■ **CONSIGNE ÉCRITE 1**
D'après l'extrait, quelle part de l'électorat sénégalais le président se félicite-t-il d'avoir réunie autour de lui ?

■ **EXTRAIT DU TEXTE**

==============================

Heureusement ou malheureusement ? L’un et l’autre, car le nouvel élu se révélera rapidement un politicien pur et dur, dont la gouvernance est au moins aussi catastrophique que celle du vieux prédécesseur.
Il faut le rappeler constamment : notre président-politicien s’est engagé, sans état d’âme vraiment, à « réduire l’opposition à sa plus simple expression ». C’est l’un des rares, des très rares engagements qu’il a pris et qu’il s’emploie à respecter à la lettre. Il a ainsi, après avoir éliminé Khalifa Sall de la manière que l’on se rappelle et de nombreux autres par la voie du parrainage, quelques mois après sa réélection, réussi à mobiliser le milliardaire Idrissa Seck et son parti Rewmi, ainsi que Oumar Sarr, qui était des vingt-cinq (25) présumés s’être enrichis sur notre dos. Nous l’avons entendu jubiler, après cette ‘’prouesse’’, d’avoir réuni autour de lui 85% de l’électorat sénégalais.
Á quelle fin ? On l’imagine aisément, en vue l’élection présidentielle de 2024 où il sera candidat si nous le laissons faire. Si nous nous y opposons catégoriquement, il va sûrement enfourcher le cheval du multimilliardaire Idrissa Seck qui, élu, ne lui demandera jamais de rendre compte de sa nébuleuse gouvernance. Ce dernier ne quitterait sûrement pas le pouvoir avant 2034, et pourrait même déverrouiller la loi des deux mandats. Nous ne serions pas alors loin des cinquante (50) ans pronostiqués par leur ‘’père’’. Scénario catastrophe contre lequel le peuple devrait se mobiliser dans son écrasante majorité. J’ai beaucoup écrit sur le ‘’père’ comme sur les deux ‘’fils’’ et je vais dresser ici leurs brefs portraits, pour que nul n’en ignore sur le danger qu’ils représentent pour notre pays.

==============================

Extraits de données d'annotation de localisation
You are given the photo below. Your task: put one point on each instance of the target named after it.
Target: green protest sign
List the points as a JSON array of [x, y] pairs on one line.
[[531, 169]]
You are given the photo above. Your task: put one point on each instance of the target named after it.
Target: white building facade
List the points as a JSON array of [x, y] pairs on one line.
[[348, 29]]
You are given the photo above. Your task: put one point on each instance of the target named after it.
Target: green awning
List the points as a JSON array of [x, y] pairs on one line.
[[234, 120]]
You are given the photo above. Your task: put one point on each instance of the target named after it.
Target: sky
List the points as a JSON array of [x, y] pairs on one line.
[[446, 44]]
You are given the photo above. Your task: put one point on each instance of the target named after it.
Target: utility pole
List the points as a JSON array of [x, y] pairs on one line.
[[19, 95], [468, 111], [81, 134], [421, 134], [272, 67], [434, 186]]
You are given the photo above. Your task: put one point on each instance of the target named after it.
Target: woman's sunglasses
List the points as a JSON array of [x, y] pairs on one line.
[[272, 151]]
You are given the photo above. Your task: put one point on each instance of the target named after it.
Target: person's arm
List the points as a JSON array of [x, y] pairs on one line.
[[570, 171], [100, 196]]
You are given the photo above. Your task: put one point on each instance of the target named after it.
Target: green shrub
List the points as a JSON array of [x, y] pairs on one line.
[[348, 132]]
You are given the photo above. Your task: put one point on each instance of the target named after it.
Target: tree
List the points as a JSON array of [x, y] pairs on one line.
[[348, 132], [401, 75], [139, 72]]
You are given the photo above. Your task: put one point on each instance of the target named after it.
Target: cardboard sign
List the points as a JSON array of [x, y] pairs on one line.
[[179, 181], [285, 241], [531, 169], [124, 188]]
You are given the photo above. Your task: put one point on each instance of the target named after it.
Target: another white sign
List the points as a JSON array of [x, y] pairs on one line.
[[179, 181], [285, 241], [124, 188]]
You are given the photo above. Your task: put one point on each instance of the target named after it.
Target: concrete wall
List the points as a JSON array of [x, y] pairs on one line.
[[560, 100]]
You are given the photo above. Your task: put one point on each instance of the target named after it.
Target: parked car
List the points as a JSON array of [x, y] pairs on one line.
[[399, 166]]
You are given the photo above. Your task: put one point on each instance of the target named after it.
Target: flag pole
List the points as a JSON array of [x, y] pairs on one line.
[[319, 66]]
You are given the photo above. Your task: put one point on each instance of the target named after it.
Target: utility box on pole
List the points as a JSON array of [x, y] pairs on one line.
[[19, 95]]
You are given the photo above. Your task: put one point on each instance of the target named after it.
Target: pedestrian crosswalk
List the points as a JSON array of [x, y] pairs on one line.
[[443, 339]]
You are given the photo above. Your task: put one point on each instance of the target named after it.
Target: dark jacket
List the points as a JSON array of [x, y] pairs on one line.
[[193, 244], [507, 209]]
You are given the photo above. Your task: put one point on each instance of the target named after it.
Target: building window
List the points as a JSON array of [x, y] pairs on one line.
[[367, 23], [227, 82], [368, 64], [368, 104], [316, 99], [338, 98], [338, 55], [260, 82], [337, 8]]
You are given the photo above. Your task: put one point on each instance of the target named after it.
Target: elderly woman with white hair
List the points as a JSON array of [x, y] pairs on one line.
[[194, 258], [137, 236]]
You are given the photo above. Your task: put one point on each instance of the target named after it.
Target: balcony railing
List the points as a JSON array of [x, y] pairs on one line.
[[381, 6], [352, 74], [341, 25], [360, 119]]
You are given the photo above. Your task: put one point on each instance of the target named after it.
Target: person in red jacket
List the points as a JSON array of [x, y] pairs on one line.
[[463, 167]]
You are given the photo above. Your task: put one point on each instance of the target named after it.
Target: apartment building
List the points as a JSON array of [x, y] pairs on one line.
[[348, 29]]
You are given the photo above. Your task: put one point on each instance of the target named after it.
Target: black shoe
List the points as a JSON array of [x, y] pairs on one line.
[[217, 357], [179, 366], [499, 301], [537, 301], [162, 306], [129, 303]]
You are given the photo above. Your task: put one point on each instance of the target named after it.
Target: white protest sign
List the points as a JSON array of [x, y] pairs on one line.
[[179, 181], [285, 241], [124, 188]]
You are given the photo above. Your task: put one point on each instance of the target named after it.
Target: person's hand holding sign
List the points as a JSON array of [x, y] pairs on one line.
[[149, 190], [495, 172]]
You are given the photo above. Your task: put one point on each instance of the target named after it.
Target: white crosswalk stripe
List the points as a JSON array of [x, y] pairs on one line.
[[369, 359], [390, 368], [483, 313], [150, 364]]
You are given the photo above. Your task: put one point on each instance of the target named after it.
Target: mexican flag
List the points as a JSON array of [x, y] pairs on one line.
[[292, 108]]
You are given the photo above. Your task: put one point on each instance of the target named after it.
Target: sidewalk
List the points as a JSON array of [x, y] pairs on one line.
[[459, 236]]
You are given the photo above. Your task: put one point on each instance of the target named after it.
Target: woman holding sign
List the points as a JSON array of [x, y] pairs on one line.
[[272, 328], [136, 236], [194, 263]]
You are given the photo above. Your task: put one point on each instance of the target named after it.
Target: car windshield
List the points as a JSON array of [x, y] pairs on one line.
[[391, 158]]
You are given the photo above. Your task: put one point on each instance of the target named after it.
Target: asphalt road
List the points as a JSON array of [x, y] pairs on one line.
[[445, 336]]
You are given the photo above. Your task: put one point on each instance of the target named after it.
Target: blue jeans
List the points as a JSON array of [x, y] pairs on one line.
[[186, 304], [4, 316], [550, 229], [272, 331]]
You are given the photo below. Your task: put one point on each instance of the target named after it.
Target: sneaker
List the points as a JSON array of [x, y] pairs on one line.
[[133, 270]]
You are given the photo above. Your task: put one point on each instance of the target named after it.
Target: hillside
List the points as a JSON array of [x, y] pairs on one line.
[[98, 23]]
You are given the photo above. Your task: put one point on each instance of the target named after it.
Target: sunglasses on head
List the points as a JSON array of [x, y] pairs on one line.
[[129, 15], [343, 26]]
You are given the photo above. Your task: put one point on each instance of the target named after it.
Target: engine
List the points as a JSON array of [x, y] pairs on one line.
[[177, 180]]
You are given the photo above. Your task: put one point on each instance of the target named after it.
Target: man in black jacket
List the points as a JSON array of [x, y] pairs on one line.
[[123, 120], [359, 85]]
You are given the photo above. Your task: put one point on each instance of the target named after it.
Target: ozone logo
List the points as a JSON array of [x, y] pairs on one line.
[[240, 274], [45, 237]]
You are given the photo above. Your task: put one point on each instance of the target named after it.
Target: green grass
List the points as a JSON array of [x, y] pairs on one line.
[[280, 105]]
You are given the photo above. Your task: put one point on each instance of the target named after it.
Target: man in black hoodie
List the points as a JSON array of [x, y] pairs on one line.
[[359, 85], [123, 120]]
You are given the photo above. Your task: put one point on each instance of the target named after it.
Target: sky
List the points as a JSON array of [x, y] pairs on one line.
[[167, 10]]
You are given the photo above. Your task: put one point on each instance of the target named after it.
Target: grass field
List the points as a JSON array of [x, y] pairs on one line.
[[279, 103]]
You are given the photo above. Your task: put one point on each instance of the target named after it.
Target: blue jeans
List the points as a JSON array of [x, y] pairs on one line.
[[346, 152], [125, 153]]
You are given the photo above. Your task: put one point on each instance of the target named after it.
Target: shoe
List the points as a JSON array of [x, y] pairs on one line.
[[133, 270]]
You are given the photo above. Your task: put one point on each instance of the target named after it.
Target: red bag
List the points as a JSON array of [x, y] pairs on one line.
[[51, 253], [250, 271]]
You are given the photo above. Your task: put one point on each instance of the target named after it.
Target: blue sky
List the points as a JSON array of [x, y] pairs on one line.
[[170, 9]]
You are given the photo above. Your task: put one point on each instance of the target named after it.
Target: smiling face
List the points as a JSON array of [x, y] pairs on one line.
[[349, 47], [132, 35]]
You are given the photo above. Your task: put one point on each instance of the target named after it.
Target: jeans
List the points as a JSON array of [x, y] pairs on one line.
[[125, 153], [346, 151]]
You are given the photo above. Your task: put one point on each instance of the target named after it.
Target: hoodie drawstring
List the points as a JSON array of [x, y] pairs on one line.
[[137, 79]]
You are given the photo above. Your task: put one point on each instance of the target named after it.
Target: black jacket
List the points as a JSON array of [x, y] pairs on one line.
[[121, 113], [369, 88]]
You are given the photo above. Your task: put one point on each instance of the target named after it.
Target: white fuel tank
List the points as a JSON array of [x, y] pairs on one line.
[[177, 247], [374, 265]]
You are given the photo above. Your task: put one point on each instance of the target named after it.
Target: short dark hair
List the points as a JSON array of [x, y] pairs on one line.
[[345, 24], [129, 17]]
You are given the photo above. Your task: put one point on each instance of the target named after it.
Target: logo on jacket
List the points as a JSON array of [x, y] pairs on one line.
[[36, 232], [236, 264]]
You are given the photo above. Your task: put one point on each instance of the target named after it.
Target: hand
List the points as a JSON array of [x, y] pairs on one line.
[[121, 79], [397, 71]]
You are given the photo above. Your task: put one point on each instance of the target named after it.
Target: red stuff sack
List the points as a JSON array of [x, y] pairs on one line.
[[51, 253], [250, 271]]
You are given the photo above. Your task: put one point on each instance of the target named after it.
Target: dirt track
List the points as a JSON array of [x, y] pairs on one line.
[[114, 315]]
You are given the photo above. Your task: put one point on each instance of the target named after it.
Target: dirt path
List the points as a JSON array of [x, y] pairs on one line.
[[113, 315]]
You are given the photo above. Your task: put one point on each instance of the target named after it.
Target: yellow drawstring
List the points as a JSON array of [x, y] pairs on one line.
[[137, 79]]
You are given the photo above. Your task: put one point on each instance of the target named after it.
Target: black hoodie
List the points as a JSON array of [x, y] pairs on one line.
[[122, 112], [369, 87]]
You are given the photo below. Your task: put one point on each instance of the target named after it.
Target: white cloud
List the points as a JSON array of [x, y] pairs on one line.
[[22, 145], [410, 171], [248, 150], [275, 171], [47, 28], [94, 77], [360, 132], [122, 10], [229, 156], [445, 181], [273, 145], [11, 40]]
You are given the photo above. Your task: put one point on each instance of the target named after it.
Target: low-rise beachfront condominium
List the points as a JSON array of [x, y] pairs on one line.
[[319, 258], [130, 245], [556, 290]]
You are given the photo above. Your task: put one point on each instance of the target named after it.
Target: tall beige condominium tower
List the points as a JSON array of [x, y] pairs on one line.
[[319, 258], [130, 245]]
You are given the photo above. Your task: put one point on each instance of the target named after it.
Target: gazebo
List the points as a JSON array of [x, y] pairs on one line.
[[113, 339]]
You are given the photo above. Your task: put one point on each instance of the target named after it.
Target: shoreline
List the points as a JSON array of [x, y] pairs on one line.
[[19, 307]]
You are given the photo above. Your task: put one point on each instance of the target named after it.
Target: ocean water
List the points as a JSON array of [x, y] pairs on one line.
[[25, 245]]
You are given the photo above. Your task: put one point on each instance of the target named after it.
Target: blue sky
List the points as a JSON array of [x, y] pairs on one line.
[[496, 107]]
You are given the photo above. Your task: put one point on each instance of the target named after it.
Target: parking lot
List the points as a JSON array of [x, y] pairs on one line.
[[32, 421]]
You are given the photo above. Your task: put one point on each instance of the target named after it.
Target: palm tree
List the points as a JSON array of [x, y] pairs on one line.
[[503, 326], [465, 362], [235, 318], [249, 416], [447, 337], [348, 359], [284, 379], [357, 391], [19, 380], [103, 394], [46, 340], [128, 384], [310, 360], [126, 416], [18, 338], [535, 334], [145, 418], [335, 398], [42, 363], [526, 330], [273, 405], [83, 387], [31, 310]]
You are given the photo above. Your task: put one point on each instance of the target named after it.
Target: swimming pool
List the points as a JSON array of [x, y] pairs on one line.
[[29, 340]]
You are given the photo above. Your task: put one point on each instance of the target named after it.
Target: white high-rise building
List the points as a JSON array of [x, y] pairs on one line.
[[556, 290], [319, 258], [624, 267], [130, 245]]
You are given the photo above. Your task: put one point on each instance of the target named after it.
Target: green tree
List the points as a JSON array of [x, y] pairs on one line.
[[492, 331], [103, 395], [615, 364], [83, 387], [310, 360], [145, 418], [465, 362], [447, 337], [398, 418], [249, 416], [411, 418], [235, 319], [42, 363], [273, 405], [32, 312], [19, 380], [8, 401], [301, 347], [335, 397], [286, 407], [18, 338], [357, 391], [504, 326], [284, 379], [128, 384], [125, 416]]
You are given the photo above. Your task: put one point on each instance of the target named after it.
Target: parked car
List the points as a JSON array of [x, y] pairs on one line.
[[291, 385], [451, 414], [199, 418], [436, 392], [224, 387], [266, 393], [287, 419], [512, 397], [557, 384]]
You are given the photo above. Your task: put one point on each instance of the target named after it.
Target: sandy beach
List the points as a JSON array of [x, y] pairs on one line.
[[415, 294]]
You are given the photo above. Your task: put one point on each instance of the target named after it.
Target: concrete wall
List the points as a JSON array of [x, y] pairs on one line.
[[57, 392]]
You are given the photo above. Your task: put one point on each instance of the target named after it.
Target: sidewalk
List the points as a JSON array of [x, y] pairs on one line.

==============================

■ **CONSIGNE ÉCRITE 2**
Citez à l'identique le passage des enregistrements qui va de leur début jusqu'à la ligne contenant "[[531, 169]]", celle-ci comprise.

■ **RÉPONSE 1**
Il se félicite d'avoir réuni autour de lui 85 % de l'électorat sénégalais.

■ **RÉPONSE 2**
You are given the photo below. Your task: put one point on each instance of the target named after it.
Target: green protest sign
List the points as a JSON array of [x, y] pairs on one line.
[[531, 169]]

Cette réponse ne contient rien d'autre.